Short exercise:
Beginning at the line containing "Mark the fruit" and continuing to the end of the records below, give each line again exactly as it stands, and only those lines.
——————
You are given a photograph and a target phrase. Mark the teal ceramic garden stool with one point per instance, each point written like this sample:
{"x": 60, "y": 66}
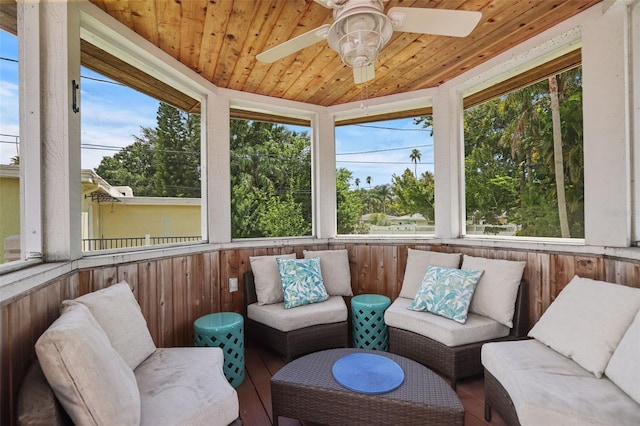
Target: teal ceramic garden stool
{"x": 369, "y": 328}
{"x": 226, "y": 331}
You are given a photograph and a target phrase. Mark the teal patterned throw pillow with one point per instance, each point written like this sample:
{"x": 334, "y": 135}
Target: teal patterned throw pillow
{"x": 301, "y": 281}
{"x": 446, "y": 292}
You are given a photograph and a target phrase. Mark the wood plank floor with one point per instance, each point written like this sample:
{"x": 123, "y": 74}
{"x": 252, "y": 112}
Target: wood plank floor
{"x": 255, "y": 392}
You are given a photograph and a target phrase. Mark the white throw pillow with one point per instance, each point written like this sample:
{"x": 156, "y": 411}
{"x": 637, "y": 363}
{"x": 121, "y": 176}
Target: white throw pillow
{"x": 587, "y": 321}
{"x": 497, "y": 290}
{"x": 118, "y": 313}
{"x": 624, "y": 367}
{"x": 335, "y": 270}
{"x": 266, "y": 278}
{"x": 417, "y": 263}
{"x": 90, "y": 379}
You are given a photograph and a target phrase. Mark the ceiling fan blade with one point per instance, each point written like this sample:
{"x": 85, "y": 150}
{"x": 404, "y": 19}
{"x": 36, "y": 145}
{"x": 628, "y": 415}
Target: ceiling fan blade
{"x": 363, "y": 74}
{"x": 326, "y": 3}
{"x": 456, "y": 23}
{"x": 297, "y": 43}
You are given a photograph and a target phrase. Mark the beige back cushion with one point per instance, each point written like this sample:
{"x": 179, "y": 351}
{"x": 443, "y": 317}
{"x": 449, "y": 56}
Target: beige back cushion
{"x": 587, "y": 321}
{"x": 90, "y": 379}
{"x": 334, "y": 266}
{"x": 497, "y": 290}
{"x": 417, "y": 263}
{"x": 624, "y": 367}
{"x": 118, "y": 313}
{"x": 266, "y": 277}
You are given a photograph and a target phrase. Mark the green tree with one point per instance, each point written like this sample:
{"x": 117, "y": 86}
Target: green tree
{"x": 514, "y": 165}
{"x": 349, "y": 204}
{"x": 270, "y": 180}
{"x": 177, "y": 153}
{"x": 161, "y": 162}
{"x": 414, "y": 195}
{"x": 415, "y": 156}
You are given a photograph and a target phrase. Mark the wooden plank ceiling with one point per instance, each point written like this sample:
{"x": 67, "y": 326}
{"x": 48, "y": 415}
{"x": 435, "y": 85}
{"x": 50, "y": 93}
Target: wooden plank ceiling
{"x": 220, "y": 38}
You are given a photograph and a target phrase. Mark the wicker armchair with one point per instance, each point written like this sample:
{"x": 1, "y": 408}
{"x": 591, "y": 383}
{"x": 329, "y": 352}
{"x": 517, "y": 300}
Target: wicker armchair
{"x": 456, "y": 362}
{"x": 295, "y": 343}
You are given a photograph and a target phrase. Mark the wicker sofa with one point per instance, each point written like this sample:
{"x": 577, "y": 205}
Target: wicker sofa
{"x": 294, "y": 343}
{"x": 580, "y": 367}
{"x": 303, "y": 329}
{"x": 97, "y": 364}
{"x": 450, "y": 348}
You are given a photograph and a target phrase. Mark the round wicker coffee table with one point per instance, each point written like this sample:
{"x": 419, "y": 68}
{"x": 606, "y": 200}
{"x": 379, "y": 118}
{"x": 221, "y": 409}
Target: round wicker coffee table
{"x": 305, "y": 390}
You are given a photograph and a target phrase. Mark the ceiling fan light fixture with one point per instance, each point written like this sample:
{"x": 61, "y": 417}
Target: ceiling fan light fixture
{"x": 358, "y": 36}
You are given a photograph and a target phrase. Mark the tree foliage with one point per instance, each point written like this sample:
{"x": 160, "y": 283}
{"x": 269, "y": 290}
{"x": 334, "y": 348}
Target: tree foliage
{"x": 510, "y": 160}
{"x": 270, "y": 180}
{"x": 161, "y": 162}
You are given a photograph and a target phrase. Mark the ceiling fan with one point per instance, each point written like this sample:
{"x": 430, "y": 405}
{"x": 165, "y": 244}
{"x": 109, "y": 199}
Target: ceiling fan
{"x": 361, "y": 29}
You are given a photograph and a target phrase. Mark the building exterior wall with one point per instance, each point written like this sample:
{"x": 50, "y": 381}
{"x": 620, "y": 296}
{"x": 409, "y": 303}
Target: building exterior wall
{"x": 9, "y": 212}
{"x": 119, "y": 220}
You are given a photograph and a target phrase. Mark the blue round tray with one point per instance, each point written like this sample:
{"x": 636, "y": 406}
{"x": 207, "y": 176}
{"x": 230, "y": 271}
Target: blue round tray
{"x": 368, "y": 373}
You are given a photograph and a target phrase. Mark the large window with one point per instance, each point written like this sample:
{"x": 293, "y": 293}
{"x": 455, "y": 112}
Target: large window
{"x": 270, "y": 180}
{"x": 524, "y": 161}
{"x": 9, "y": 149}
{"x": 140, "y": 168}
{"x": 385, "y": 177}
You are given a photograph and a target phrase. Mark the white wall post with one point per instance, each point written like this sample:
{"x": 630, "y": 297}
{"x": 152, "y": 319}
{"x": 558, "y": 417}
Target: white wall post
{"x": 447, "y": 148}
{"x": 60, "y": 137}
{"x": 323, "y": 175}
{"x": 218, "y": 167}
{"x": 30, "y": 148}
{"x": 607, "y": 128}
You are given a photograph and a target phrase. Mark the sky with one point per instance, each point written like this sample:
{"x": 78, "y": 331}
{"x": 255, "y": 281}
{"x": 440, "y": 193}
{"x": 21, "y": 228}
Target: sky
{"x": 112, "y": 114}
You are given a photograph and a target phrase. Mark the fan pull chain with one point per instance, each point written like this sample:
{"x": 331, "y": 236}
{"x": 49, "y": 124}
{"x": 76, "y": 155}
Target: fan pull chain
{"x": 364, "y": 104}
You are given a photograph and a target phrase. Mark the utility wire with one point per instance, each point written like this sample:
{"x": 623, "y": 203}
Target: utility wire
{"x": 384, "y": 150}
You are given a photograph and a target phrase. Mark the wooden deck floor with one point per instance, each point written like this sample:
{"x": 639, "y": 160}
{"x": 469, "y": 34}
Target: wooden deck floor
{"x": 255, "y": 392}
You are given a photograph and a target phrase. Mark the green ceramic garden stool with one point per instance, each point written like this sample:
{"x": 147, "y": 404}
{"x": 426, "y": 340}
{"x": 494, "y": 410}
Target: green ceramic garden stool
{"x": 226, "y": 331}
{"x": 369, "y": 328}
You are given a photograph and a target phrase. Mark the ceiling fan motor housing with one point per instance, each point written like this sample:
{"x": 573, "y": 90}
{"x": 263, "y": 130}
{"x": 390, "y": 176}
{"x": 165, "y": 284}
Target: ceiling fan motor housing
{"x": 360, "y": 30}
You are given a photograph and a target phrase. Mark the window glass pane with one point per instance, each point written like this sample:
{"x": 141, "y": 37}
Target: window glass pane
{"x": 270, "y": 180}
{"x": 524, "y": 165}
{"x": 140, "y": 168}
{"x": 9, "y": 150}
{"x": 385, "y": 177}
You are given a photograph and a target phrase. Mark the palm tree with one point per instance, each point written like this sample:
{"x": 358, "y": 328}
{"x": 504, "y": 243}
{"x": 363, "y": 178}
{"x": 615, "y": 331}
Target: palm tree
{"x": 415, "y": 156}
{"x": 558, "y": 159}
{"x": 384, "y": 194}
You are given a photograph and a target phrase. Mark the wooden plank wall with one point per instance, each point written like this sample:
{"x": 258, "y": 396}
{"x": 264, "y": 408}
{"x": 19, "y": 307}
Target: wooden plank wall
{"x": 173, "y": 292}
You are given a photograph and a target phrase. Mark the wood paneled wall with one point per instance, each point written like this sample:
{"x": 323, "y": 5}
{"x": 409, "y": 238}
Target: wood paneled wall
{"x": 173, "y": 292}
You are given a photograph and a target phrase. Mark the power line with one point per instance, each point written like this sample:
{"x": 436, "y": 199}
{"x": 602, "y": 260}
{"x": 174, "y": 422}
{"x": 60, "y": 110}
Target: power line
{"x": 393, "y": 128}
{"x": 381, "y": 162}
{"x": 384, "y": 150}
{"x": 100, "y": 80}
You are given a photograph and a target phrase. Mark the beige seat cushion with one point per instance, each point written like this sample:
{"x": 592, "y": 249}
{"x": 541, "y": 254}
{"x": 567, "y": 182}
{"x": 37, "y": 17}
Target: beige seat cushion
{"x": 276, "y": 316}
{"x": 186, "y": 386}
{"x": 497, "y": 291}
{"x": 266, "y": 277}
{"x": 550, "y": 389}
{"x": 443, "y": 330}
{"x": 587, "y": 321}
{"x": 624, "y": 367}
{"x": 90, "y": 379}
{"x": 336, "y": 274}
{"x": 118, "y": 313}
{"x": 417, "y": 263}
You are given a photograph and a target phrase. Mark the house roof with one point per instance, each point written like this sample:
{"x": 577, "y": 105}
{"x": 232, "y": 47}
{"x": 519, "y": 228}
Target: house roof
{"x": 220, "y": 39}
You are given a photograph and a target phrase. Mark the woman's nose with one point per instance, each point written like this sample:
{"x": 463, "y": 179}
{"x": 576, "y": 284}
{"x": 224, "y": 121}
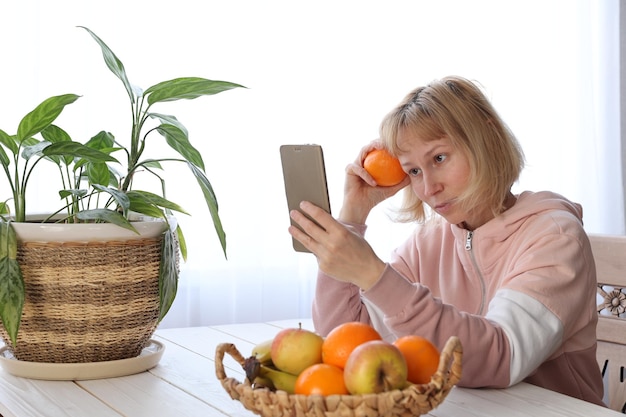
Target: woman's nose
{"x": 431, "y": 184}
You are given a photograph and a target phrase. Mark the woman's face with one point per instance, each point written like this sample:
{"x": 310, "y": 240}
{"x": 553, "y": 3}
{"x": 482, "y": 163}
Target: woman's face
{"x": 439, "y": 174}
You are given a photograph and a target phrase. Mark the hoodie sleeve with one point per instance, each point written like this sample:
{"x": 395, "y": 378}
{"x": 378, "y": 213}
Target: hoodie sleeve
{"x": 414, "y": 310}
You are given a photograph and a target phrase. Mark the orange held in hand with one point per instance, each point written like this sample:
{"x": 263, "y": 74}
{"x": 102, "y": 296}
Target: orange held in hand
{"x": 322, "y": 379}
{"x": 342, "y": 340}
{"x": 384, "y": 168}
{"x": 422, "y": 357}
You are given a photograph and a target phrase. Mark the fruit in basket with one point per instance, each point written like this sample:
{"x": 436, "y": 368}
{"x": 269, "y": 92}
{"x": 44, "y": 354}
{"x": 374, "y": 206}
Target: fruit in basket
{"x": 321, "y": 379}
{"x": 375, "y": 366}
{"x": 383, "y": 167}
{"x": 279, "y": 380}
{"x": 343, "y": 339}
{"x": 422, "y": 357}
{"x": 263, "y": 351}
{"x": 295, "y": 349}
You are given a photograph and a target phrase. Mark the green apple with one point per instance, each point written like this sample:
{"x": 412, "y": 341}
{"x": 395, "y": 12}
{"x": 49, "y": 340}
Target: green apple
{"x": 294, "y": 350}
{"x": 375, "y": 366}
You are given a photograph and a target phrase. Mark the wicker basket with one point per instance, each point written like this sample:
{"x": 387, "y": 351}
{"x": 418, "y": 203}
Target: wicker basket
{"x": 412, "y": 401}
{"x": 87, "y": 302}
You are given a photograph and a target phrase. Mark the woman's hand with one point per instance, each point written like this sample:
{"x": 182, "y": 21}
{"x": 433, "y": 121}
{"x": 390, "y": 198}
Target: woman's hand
——————
Correct response:
You are given a photograph and a target phrase. Mark the fruit in basket with one point per instance, each point written like this sample:
{"x": 436, "y": 368}
{"x": 269, "y": 92}
{"x": 44, "y": 354}
{"x": 374, "y": 206}
Target: fruit in basket
{"x": 321, "y": 379}
{"x": 375, "y": 366}
{"x": 383, "y": 167}
{"x": 279, "y": 380}
{"x": 343, "y": 339}
{"x": 422, "y": 357}
{"x": 263, "y": 351}
{"x": 295, "y": 349}
You are given a photograph and a target phrase. Mark the green apple with one point per instance, each point written like this sample:
{"x": 412, "y": 341}
{"x": 395, "y": 12}
{"x": 49, "y": 340}
Target: green apple
{"x": 294, "y": 350}
{"x": 375, "y": 366}
You are given a photograph and a target phrase. Mark the wicker basket with one point per instance, each point written like this sample:
{"x": 387, "y": 351}
{"x": 418, "y": 203}
Target: wicker basket
{"x": 412, "y": 401}
{"x": 87, "y": 302}
You are given a photograph and a target phrase. Mark the woman's hand with one point per instance, each point written like this sample:
{"x": 182, "y": 21}
{"x": 433, "y": 121}
{"x": 390, "y": 198}
Target: woman's hand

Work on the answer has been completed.